PROBLEM DETAILS
Pull out every line in the records below that contains the string "leather", and copy each of those lines in full. Case counts, so a line only matches if its capital and lowercase letters agree with that string.
** START **
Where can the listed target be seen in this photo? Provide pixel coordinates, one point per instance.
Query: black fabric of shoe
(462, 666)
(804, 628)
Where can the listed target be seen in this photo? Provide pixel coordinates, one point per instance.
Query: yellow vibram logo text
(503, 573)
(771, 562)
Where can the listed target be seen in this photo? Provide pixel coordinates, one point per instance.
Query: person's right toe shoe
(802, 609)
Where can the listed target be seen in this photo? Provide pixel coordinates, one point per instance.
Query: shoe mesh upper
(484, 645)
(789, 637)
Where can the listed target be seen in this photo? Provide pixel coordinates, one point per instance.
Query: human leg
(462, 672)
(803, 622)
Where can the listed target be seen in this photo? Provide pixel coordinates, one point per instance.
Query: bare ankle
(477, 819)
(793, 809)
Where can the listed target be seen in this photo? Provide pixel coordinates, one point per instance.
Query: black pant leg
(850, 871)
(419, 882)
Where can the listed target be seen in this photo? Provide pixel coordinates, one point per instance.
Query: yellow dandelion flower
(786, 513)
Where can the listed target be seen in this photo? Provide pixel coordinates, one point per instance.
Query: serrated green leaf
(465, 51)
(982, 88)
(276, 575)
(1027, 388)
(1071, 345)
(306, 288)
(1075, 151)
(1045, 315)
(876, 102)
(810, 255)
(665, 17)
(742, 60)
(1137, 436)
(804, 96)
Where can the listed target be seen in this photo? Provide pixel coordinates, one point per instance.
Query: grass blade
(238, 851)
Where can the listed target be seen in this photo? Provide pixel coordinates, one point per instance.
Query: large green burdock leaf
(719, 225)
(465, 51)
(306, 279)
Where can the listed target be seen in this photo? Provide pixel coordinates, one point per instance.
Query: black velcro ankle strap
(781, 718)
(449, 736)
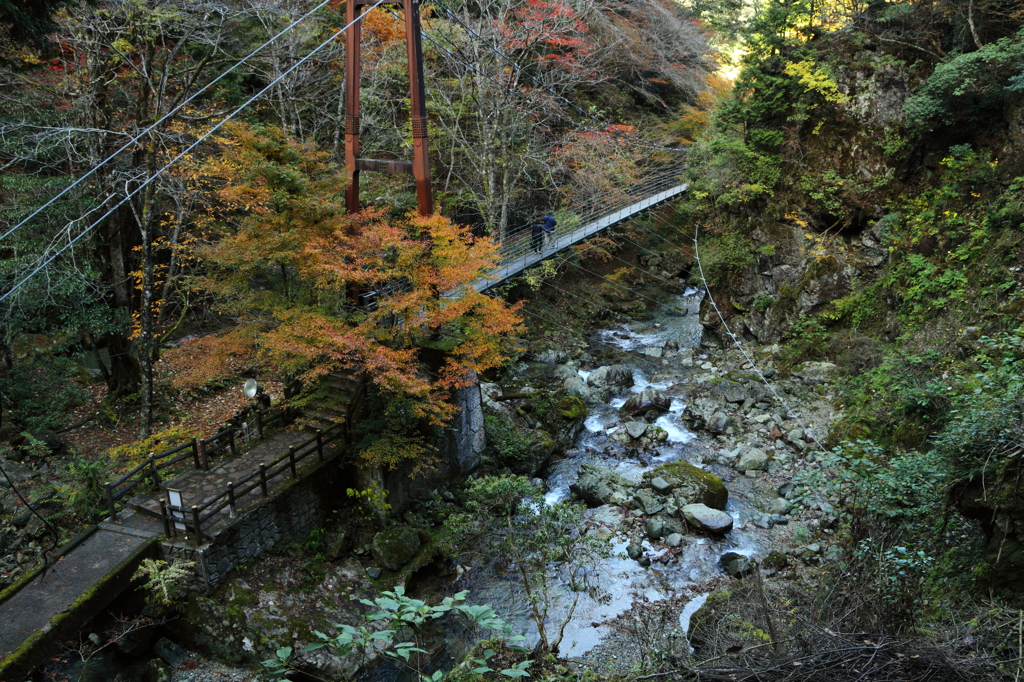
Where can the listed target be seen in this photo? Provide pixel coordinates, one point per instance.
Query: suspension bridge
(581, 222)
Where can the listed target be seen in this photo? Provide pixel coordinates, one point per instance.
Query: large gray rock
(611, 376)
(647, 503)
(720, 423)
(705, 518)
(395, 547)
(815, 373)
(574, 385)
(640, 403)
(636, 429)
(735, 564)
(599, 486)
(690, 484)
(754, 459)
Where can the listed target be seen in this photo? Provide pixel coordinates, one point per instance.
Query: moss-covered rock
(691, 484)
(572, 408)
(394, 547)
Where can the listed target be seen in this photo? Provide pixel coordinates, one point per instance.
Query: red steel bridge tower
(419, 168)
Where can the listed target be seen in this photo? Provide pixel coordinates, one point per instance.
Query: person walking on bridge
(549, 228)
(537, 235)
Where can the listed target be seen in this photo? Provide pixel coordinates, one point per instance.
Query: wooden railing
(198, 450)
(196, 516)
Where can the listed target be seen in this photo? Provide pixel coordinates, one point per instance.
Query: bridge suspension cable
(177, 158)
(155, 125)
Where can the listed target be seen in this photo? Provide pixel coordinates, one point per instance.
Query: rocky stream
(684, 458)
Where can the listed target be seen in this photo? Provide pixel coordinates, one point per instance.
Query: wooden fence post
(110, 502)
(153, 470)
(199, 531)
(165, 517)
(203, 458)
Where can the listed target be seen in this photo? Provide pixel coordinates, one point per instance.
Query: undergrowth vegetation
(860, 196)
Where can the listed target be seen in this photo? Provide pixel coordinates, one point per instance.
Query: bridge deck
(515, 263)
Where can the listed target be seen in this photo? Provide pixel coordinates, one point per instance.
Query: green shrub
(507, 442)
(38, 393)
(969, 88)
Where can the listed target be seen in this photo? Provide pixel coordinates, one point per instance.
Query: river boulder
(710, 520)
(690, 484)
(754, 459)
(393, 548)
(599, 486)
(736, 564)
(815, 373)
(647, 399)
(611, 376)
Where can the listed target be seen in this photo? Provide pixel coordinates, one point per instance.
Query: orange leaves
(287, 254)
(205, 361)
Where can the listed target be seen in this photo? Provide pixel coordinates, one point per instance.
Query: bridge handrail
(199, 452)
(195, 516)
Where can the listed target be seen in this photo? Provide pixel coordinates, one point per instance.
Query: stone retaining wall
(302, 506)
(287, 514)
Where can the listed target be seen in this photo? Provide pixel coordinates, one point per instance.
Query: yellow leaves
(815, 79)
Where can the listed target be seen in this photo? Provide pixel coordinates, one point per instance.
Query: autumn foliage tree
(280, 251)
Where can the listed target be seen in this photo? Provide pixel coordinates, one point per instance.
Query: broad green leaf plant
(395, 614)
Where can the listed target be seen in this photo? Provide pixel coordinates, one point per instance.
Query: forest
(818, 343)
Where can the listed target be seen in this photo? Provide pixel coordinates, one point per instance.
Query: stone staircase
(339, 397)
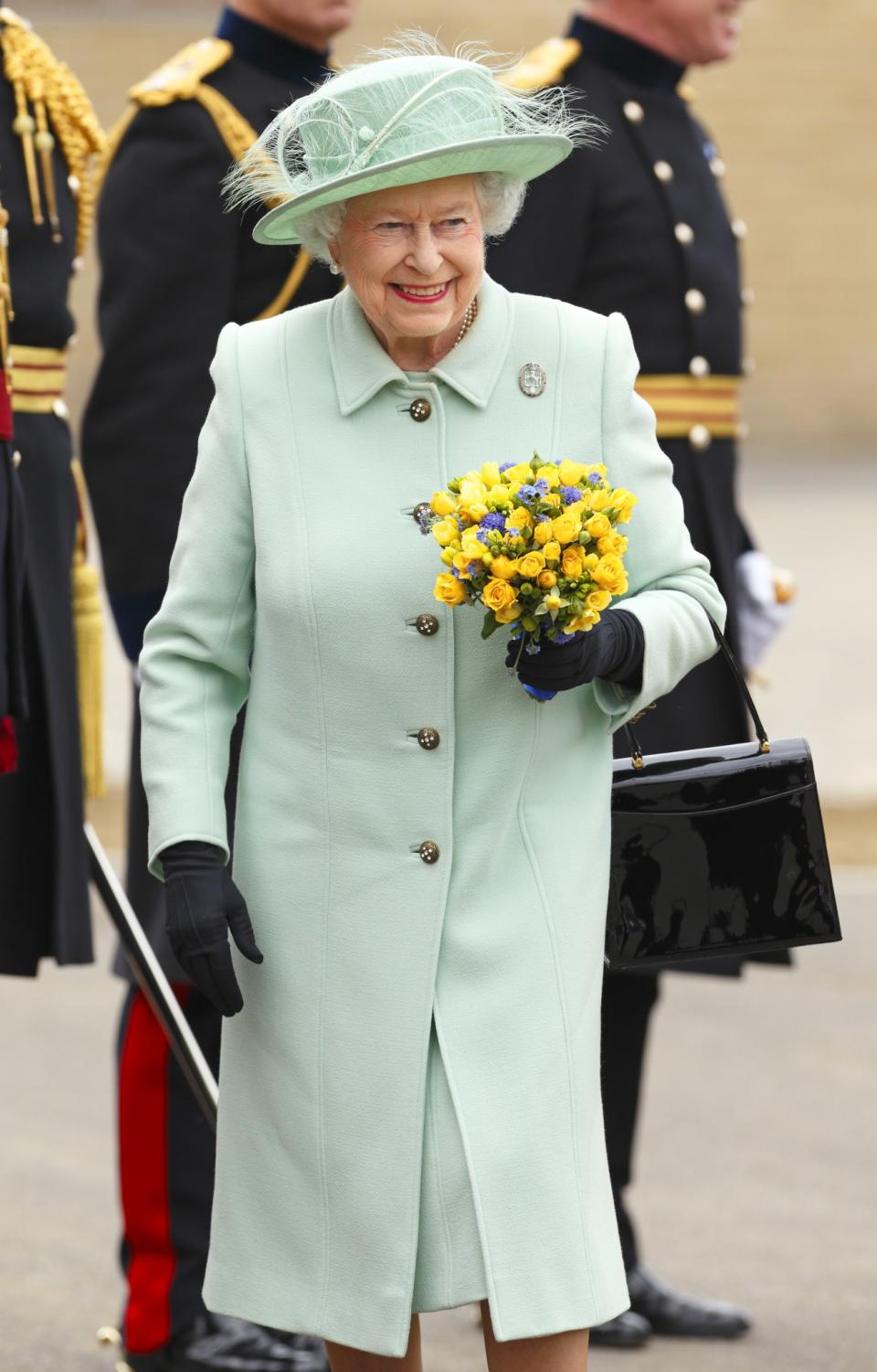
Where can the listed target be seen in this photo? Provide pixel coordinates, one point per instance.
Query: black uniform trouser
(628, 1002)
(166, 1171)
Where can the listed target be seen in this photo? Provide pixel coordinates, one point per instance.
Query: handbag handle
(636, 752)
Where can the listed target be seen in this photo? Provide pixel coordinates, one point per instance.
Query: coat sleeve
(669, 582)
(167, 257)
(195, 663)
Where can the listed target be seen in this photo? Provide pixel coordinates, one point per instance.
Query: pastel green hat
(399, 121)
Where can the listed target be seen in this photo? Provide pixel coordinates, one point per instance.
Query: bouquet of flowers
(536, 544)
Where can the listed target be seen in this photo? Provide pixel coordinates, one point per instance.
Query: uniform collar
(362, 368)
(625, 57)
(270, 51)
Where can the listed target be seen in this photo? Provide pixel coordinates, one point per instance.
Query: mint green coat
(296, 582)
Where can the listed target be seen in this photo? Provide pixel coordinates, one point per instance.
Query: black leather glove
(202, 903)
(613, 651)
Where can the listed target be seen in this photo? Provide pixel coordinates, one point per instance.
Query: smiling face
(414, 260)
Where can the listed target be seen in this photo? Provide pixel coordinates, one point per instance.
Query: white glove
(761, 612)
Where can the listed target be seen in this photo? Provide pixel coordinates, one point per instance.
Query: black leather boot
(682, 1316)
(224, 1344)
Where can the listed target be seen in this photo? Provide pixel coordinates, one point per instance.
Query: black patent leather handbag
(717, 852)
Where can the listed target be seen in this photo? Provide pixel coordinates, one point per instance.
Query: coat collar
(362, 368)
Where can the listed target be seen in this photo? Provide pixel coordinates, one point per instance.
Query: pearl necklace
(469, 318)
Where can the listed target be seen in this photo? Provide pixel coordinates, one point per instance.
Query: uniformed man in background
(48, 594)
(640, 225)
(174, 269)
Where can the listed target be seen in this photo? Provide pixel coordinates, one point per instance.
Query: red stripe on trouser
(143, 1175)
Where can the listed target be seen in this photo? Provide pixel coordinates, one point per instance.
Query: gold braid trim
(183, 79)
(544, 66)
(40, 80)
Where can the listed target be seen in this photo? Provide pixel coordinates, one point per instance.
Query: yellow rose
(471, 545)
(449, 590)
(498, 594)
(597, 526)
(446, 531)
(565, 528)
(570, 473)
(503, 567)
(509, 613)
(499, 495)
(471, 493)
(573, 560)
(613, 544)
(610, 574)
(531, 564)
(520, 519)
(597, 600)
(443, 503)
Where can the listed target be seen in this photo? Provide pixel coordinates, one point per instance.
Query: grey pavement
(755, 1182)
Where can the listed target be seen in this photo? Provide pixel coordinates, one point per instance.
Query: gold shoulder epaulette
(545, 65)
(181, 76)
(183, 79)
(60, 110)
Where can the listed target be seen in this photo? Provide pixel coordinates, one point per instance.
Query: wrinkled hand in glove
(611, 651)
(202, 904)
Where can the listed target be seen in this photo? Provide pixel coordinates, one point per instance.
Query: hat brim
(523, 158)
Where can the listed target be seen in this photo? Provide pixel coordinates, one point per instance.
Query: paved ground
(755, 1182)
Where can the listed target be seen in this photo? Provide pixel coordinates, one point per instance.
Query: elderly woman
(410, 1111)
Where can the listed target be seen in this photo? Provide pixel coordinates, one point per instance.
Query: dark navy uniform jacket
(175, 268)
(636, 225)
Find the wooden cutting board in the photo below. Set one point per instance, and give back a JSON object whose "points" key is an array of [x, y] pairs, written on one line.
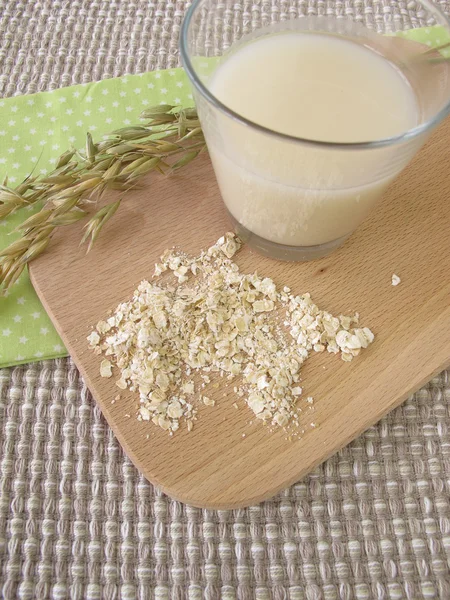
** END **
SOLUTION TO THIS EXERCISE
Query: black leather glove
Query: black leather boot
Query: black patent leather handbag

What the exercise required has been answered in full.